◆ Trecho do documento ◆
***
Análise de 'Se eu morrer novo', de Alberto Caeiro

by - março 15, 2021

 

Almada Negreiros, «Retrato de Fernando Pessoa», 1964, Óleo sobre tela, 225 x 226 cm, Museu Calouste Gulbenkian – Colecção Moderna. 

Se eu morrer novo
Alberto Caeiro

Se eu morrer novo,
Sem poder publicar livro nenhum,
Sem ver a cara que têm os meus versos em letra impressa,
Peço que, se se quiserem ralar por minha causa,
Que não se ralem.
Se assim aconteceu, assim está certo.
Mesmo que os meus versos nunca sejam impressos,
Eles lá terão a sua beleza, se forem belos.
Mas eles não podem ser belos e ficar por imprimir,
Porque as raízes podem estar debaixo da terra
Mas as flores florescem ao ar livre e à vista.
Tem que ser assim por força. Nada o pode impedir.
Se eu morrer muito novo, oiçam isto:
Nunca fui senão uma criança que brincava.
Fui gentio como o sol e a água,
De uma religião universal que só os homens não têm.
Fui feliz porque não pedi cousa nenhuma,
Nem procurei achar nada,
Nem achei que houvesse mais explicação
Que a palavra explicação não ter sentido nenhum.
Não desejei senão estar ao sol ou à chuva —
Ao sol quando havia sol
E à chuva quando estava chovendo (E nunca a outra cousa),
Sentir calor e frio e vento,
E não ir mais longe.
Uma vez amei, julguei que me amariam,
Mas não fui amado.
Não fui amado pela única grande razão —
Porque não tinha que ser.
***
◆ A fazer ◆
(1) Repita na íntegra, sem mudar nada, o texto sobre o poema "Se eu morrer novo".
(2) Diga quantas linhas das entradas contêm a palavra "window", diferenciando maiúsculas de minúsculas. Responda só com o número.
O texto e as entradas são materiais separados, sem relação entre si.
***
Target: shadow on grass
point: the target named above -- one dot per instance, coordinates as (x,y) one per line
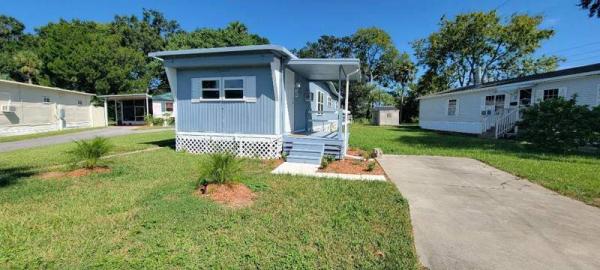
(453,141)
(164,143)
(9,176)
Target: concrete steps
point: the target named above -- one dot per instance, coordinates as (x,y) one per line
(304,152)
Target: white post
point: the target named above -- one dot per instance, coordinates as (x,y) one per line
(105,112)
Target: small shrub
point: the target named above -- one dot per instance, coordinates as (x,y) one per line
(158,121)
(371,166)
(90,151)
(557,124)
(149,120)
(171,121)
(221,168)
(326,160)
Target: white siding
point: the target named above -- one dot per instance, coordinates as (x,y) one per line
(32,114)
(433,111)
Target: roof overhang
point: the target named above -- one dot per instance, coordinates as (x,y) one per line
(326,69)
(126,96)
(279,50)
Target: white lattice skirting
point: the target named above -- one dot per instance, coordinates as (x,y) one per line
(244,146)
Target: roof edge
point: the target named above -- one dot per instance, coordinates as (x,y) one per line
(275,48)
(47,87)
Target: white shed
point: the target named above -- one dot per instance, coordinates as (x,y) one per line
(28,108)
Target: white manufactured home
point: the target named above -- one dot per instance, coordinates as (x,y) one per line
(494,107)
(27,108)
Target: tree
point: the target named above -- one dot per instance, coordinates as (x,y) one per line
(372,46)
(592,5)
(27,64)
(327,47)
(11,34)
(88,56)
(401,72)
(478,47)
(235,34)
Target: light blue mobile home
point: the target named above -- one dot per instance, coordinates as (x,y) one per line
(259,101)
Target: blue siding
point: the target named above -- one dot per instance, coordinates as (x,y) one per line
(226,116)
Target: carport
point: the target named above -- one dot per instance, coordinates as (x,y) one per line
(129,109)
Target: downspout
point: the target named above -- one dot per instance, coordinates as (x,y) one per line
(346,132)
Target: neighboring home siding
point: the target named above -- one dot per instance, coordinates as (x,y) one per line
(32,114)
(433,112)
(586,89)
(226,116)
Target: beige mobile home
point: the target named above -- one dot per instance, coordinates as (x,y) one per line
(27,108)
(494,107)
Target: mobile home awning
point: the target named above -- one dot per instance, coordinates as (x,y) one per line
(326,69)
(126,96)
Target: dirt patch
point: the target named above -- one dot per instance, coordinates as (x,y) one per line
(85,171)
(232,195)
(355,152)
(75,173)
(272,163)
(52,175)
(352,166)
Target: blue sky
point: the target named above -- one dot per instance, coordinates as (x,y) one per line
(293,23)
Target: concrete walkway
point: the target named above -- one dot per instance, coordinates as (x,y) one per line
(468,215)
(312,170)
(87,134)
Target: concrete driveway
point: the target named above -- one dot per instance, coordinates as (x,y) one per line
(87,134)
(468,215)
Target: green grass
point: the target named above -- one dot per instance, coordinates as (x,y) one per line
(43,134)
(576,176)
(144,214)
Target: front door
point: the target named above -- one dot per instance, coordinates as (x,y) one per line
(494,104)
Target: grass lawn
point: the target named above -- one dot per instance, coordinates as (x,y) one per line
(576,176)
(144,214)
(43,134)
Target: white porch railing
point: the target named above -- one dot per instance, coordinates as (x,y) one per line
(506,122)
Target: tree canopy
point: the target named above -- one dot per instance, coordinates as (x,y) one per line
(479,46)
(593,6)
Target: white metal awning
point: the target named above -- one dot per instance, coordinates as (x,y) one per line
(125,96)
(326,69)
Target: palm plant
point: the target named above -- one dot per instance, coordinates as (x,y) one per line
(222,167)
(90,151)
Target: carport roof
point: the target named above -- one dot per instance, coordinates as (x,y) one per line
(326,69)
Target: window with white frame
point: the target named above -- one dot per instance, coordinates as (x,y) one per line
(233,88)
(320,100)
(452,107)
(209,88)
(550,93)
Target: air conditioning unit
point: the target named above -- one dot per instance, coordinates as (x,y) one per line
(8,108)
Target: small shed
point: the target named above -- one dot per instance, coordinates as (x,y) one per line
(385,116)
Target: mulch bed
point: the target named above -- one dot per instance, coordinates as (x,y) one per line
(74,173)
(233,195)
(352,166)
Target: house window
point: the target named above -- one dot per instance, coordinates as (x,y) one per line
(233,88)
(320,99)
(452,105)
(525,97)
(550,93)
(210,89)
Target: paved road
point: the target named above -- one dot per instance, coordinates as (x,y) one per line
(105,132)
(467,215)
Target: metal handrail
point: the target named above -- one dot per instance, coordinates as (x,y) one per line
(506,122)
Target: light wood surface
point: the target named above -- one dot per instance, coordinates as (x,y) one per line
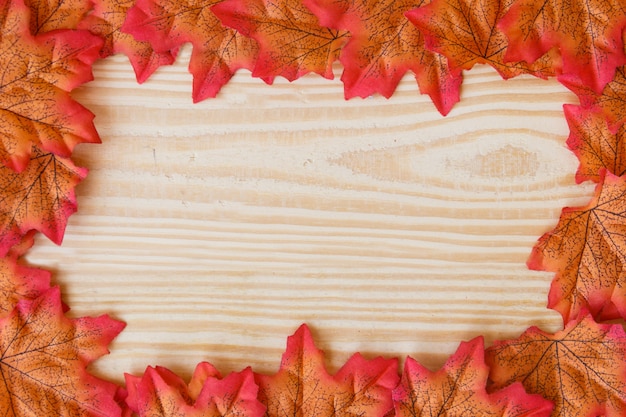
***
◆ Respostas ◆
(1)
Análise de 'Se eu morrer novo', de Alberto Caeiro

by - março 15, 2021

 

Almada Negreiros, «Retrato de Fernando Pessoa», 1964, Óleo sobre tela, 225 x 226 cm, Museu Calouste Gulbenkian – Colecção Moderna. 

Se eu morrer novo
Alberto Caeiro

Se eu morrer novo,
Sem poder publicar livro nenhum,
Sem ver a cara que têm os meus versos em letra impressa,
Peço que, se se quiserem ralar por minha causa,
Que não se ralem.
Se assim aconteceu, assim está certo.
Mesmo que os meus versos nunca sejam impressos,
Eles lá terão a sua beleza, se forem belos.
Mas eles não podem ser belos e ficar por imprimir,
Porque as raízes podem estar debaixo da terra
Mas as flores florescem ao ar livre e à vista.
Tem que ser assim por força. Nada o pode impedir.
Se eu morrer muito novo, oiçam isto:
Nunca fui senão uma criança que brincava.
Fui gentio como o sol e a água,
De uma religião universal que só os homens não têm.
Fui feliz porque não pedi cousa nenhuma,
Nem procurei achar nada,
Nem achei que houvesse mais explicação
Que a palavra explicação não ter sentido nenhum.
Não desejei senão estar ao sol ou à chuva —
Ao sol quando havia sol
E à chuva quando estava chovendo (E nunca a outra cousa),
Sentir calor e frio e vento,
E não ir mais longe.
Uma vez amei, julguei que me amariam,
Mas não fui amado.
Não fui amado pela única grande razão —
Porque não tinha que ser.

(2) 2